L’incendie du faubourg Saint-Jean, 28 juin 1845

Un mois après le faubourg Saint-Roch, c’est au tour du faubourg Saint-Jean d’être frappé par un incendie gigantesque. La Carte de Québec en 1845 par Joseph Hamel et Alfred Hawkins nous montre le périmètre affecté par les incendies de 1845.

Voici comment le Canadien du 30 juin 1845 décrit le désastre.

UN AUTRE TIERS DE QUEBEC EN CENDRES! ENCORE DE 1400 À 1500 MAISONS BRULEES!!

Estampe | Vue de Québec, Canada, depuis la rivière Saint-Charles, montrant la conflagration du 28 juin 1845 (...). | M778

Vue de Québec, Canada, depuis la rivière Saint-Charles, montrant la conflagration du 28 juin 1845 (…).

Lorsque nous annonçames l’incendie à jamais déplorable du 28, qui avait laissé sans abri un tiers des habitants de Québec, nous disions que, proportion gardée du chiffre et des moyens de la population, cet incendie éclipsait ceux de Hambourg, de New-York et de Pitsburg. Hé bien! cet affreux désastre, qui a partout excité de si vives sympathies, est lui-même éclipsé par un autre qui l’a suivi à un mois de distance, et qui a détruit presque tout le quartier Saint-Jean, composé des faubourgs Saint-Jean et Saint-Louis. Nous disons que le 28 mai est eclipsé par le 28 juin: car, si le nombre de maisons brûlées ce dernier jour n’est pas tout-à-fait si grand, la valeur des propriétés l’était peut-être de moitié plus, et les souffrances qui en doivent nécessairement résulter le seront encore davantage. En effet les habitants du quartier Saint-Roch, qui chassé de chez eux par l’incendie du 28 mai, s’étaient, pour la plupart, refugiés chez ceux du quartier St.-Jean, se voient de nouveau privés d’abri et d’asyle, en même temps que les généreux hôtes qui les avaient accueillis et, dans bien des cas, vêtus et nourris pendant un mois. Il faut dire aussi que la charité individuelle est déjà presque épuisée par les efforts qu’elle a faits, et dont les souscriptions annoncées publiquementt ne donnent qu’une très faible idée quant aux habitants de cette ville. D’ailleurs les actionnaires de nos compagnies d’assurances (excepté celle d’assurance mutuelle de Saint-Roch), qui avaient noblement résolu de payer jusqu’au dernier sous en s’imposant les plus grands sacrifices, et d’ajouter ainsi de £80,000 à £90,000 aux autres secours pour les incendiés, ne seront peut-être plus en état de le faire, et il faudra en outre que ces secours, diminués d’autant, soient partagés entre ceux auxquels ils étaient destinés d’abord et neuf ou dix mille autre individus victimes de cette nouvelle catastrophe.

- _DONNÉES FOURNIES_
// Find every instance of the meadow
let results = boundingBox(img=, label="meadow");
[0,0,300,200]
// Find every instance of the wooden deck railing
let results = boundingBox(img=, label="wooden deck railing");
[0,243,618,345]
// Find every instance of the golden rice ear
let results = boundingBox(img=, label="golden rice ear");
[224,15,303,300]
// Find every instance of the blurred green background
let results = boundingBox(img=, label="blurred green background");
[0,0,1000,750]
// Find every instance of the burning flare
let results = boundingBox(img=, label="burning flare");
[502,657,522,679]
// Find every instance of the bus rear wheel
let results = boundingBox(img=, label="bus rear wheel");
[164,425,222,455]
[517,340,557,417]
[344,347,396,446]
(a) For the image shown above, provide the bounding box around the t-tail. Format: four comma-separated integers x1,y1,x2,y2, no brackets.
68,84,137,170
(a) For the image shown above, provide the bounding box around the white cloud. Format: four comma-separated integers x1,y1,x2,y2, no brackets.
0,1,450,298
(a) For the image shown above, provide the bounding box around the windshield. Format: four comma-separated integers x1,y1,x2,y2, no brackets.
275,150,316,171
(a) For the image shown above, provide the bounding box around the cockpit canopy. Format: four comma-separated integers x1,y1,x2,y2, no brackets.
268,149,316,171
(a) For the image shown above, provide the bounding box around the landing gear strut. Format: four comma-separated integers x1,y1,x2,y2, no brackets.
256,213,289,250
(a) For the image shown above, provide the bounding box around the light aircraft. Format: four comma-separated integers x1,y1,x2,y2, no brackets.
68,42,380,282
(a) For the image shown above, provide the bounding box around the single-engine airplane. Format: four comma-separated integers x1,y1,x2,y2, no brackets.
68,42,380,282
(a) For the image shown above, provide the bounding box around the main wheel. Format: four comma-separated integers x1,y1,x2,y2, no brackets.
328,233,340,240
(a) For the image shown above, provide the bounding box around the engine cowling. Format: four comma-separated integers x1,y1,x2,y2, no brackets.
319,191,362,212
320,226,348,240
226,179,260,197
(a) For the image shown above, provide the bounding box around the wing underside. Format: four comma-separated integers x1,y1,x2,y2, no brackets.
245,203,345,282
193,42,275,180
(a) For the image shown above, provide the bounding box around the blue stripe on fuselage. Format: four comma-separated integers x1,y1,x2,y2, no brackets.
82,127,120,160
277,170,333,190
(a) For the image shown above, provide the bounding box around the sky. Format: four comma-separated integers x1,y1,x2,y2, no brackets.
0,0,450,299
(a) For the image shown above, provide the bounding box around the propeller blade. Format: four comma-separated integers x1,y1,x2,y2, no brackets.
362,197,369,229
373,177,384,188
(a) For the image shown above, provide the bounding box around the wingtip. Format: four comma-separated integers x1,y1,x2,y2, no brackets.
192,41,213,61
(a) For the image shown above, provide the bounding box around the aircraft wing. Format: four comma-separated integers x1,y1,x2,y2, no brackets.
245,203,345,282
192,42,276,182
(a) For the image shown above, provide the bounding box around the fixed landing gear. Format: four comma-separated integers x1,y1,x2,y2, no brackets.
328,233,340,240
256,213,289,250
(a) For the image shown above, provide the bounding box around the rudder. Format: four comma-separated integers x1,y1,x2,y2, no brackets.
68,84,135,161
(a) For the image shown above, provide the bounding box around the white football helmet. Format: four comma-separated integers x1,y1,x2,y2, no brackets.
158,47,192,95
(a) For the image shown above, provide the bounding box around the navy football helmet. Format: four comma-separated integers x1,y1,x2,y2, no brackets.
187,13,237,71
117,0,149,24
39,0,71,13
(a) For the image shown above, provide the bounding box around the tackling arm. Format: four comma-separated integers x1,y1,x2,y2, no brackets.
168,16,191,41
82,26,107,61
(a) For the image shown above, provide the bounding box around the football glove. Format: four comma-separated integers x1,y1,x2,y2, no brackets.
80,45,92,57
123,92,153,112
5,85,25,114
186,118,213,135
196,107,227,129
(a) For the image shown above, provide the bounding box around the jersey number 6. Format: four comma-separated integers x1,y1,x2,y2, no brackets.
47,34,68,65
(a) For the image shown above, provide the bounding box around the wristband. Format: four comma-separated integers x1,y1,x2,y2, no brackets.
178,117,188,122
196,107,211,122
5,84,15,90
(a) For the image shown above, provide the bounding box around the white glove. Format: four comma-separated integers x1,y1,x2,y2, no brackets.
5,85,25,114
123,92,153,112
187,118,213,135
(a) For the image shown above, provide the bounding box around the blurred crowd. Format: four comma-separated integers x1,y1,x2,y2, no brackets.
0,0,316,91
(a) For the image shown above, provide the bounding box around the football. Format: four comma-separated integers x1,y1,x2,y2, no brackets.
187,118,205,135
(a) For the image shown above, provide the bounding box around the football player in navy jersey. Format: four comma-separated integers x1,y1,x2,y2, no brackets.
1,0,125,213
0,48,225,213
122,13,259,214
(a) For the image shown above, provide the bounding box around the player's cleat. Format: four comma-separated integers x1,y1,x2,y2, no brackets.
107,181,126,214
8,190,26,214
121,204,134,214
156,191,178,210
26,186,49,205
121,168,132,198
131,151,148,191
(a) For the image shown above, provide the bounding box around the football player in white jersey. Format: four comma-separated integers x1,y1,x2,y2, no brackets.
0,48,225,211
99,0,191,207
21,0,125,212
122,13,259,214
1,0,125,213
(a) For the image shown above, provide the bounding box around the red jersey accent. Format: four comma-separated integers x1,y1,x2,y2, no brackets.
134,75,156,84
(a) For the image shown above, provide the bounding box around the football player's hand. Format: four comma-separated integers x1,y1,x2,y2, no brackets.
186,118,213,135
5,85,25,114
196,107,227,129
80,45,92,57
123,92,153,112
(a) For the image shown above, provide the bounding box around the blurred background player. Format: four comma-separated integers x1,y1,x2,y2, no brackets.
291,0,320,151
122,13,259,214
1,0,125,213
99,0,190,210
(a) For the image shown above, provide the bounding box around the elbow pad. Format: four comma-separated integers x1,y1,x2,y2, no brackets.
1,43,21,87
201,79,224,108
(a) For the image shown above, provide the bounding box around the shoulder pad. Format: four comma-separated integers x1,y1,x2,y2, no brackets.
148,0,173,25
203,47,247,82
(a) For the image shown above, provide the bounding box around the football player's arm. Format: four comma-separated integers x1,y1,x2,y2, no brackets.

- _CONSIGNES À SUIVRE_
**1)** D'après le texte sur l'incendie du faubourg Saint-Jean, pourquoi le journal estime-t-il que l'incendie du 28 juin éclipse celui du 28 mai ? Répondez en une à trois phrases.
**2)** Veuillez traduire en anglais cette phrase du texte sur l'incendie du faubourg Saint-Jean : « Un mois après le faubourg Saint-Roch, c’est au tour du faubourg Saint-Jean d’être frappé par un incendie gigantesque. »

- _RÉPONSES PAR CONSIGNE_
**1)** Même si le nombre de maisons brûlées le 28 juin n'est pas tout à fait aussi grand, la valeur des propriétés détruites était peut-être de moitié supérieure, et les souffrances qui en résulteront seront encore plus grandes. En effet, les habitants de Saint-Roch réfugiés dans le quartier Saint-Jean perdent de nouveau leur abri, tout comme leurs hôtes, alors que la charité individuelle est presque épuisée et que les compagnies d'assurances ne seront peut-être plus en état de verser les secours qu'elles avaient résolu d'ajouter.

**2)** One month after the Saint-Roch suburb, it is the turn of the Saint-Jean suburb to be struck by a gigantic fire.